BEGIN

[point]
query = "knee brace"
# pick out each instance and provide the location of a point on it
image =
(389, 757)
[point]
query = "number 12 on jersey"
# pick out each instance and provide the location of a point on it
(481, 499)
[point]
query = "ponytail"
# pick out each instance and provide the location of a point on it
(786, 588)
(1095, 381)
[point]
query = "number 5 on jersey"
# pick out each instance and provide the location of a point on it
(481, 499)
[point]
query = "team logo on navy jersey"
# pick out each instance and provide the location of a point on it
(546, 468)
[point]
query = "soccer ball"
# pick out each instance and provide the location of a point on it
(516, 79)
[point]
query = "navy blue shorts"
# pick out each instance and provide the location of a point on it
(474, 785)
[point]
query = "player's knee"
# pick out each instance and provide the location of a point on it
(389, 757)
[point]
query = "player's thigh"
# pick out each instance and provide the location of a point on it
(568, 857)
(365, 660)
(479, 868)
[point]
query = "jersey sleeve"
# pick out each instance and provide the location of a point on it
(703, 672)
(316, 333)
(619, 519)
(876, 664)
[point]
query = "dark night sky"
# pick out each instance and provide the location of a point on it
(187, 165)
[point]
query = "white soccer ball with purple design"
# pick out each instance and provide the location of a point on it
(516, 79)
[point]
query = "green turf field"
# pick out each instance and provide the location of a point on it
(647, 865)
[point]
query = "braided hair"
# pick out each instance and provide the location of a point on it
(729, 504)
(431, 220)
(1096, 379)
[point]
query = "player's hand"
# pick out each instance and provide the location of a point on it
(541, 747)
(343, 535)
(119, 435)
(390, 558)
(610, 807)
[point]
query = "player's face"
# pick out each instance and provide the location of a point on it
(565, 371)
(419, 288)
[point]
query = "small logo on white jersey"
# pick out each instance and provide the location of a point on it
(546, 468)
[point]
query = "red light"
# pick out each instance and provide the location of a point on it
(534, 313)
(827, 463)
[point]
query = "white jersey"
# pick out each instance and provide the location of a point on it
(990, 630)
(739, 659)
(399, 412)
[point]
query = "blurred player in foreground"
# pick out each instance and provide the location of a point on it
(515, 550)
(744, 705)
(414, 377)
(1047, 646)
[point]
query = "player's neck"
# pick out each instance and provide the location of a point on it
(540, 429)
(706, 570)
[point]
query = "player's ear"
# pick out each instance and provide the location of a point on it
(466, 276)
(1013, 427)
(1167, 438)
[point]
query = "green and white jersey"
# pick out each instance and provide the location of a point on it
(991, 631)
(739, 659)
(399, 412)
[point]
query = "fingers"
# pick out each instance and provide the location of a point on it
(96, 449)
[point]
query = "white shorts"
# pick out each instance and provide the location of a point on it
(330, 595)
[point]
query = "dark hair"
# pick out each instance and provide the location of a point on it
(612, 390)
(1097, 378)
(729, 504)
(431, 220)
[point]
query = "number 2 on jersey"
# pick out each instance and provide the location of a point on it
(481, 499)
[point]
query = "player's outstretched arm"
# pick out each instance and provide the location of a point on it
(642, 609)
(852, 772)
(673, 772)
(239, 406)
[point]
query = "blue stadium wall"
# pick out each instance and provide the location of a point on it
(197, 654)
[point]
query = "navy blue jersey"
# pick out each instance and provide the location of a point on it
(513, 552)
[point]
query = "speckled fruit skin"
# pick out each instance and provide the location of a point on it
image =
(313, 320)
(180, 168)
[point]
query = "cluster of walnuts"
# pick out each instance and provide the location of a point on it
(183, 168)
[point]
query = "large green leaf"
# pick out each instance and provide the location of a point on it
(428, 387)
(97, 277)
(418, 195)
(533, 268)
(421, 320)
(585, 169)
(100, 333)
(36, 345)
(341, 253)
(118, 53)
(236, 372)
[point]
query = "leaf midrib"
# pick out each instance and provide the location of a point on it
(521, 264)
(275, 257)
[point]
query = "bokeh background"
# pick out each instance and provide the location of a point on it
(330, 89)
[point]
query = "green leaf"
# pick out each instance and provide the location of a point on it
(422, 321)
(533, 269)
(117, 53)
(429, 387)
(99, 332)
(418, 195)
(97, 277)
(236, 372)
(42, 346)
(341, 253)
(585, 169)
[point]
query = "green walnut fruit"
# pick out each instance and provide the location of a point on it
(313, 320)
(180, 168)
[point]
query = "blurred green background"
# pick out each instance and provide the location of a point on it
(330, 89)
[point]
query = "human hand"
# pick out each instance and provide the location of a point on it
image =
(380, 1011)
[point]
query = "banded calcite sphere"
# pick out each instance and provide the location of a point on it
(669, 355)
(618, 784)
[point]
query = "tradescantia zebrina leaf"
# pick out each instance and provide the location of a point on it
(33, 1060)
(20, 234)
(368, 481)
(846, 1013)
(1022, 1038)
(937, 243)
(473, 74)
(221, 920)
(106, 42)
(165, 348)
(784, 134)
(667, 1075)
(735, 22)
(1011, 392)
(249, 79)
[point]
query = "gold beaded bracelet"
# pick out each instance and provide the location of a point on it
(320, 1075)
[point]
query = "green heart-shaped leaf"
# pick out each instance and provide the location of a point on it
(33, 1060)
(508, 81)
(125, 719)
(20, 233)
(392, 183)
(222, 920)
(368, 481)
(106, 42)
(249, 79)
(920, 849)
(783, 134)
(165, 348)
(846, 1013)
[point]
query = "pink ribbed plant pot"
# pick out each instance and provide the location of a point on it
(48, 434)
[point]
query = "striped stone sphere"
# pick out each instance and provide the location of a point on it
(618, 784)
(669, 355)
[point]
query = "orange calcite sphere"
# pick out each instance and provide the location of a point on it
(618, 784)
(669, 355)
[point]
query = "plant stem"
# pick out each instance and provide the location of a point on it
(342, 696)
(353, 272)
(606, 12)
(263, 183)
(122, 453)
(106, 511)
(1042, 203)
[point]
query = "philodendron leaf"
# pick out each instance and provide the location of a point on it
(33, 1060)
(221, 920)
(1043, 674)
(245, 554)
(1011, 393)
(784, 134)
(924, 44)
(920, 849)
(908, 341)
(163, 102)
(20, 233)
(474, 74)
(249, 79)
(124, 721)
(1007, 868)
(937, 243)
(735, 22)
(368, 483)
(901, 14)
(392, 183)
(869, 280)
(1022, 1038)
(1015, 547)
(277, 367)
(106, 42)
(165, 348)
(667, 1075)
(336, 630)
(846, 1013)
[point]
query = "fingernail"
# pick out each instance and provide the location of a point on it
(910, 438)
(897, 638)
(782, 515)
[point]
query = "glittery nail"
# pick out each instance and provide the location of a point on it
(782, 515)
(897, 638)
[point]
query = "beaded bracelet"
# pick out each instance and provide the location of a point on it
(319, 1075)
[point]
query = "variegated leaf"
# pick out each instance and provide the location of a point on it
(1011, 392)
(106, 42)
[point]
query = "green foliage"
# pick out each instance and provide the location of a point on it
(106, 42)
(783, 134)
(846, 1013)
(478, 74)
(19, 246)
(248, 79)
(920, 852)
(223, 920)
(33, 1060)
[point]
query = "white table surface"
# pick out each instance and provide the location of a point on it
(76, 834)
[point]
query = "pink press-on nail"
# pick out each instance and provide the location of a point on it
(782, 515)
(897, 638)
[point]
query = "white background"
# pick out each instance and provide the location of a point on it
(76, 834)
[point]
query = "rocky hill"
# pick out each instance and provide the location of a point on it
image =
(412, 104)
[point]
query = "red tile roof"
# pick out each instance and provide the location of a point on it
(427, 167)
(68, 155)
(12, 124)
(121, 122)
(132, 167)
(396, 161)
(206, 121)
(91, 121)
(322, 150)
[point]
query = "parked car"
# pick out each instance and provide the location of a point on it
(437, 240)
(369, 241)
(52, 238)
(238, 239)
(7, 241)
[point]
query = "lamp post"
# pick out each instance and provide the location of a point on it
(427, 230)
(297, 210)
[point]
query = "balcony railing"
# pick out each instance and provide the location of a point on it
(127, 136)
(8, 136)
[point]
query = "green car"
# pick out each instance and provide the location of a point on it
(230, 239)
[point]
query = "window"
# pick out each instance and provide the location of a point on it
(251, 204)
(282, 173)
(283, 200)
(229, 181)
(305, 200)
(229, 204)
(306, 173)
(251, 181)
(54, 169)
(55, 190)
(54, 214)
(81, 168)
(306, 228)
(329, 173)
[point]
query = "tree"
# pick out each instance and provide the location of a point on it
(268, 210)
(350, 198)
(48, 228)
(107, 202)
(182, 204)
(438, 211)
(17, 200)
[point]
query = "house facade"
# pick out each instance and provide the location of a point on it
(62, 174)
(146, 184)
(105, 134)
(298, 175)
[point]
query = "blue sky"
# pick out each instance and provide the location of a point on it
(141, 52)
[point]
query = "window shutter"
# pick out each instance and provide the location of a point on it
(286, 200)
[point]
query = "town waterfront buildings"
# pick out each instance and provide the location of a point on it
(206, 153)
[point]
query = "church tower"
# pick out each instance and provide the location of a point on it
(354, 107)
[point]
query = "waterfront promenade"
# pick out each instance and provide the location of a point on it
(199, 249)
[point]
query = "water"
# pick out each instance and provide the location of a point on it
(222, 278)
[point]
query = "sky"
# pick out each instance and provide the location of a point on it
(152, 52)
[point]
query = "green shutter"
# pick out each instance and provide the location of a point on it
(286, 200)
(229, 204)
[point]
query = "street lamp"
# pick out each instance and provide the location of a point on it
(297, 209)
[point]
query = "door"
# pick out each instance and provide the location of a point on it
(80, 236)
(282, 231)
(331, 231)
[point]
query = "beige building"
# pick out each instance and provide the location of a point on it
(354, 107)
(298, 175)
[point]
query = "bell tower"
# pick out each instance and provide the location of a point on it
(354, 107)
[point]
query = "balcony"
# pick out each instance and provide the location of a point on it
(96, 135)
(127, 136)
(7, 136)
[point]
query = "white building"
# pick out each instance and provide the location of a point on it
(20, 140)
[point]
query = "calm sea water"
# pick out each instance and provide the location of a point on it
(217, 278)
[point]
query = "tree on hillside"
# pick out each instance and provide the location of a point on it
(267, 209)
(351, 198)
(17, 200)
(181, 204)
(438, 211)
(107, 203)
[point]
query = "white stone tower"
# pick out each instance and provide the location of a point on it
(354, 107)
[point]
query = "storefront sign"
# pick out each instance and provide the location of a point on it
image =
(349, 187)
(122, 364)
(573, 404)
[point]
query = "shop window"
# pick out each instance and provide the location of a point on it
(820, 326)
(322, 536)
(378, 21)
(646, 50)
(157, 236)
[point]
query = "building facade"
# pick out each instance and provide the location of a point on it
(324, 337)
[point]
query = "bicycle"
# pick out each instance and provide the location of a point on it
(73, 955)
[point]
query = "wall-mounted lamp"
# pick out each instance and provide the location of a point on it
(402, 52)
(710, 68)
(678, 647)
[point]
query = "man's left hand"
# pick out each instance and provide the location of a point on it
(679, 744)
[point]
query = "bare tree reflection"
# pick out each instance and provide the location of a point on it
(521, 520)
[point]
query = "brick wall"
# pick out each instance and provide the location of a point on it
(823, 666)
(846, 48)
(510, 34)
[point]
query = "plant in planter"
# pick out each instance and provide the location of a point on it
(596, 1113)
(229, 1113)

END

● Problem
Return all lines from the data above with "leaf" in them.

● Result
query = "large green leaf"
query = "leaf midrib"
query = "green leaf"
query = "tradescantia zebrina leaf"
query = "green heart-shaped leaf"
query = "philodendron leaf"
query = "variegated leaf"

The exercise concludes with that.